TEXT SEGMENT:
....
Italian film director

Roberta Torre (born 21 September 1962) is an Italian film director and screenwriter. In 1997 she won the Nastro d'argento for best new director with her first film, Tano da morire ("To Die for Tano"). The film entered the 54th Venice International Film Festival, winning the FEDIC Award, the Kodak Award and the Luigi De Laurentiis Award for best directorial debut film. The film also won two David di Donatello (for best score and best new director) and two other Nastro d'Argento for best score and best supporting role (an award given to the entire female cast).

== Biography ==

Roberta Torre was born in Milan. She studied Acting and Drama in Scuola d’Arte Drammatica Paolo Grassi, then Directing and Screenwriting in Casa del Teatro e del Cinema. There she met Ermanno Olmi, whom she refers to as the person who mostly shaped her artistic views and perception.
....
COLLECTED MATERIAL:
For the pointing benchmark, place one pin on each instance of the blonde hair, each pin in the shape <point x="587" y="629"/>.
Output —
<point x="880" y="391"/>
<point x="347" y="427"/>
....
OBJECTIVE:
Answer these questions using the text about Roberta Torre:
1. In what year did she win the Nastro d'argento for best new director?
2. At which festival did Tano da morire win the FEDIC Award?
3. In which city was she born?
The material has no connection to the text about Roberta Torre.

EXERCISE SOLUTION:
1. 1997
2. The 54th Venice International Film Festival
3. Milan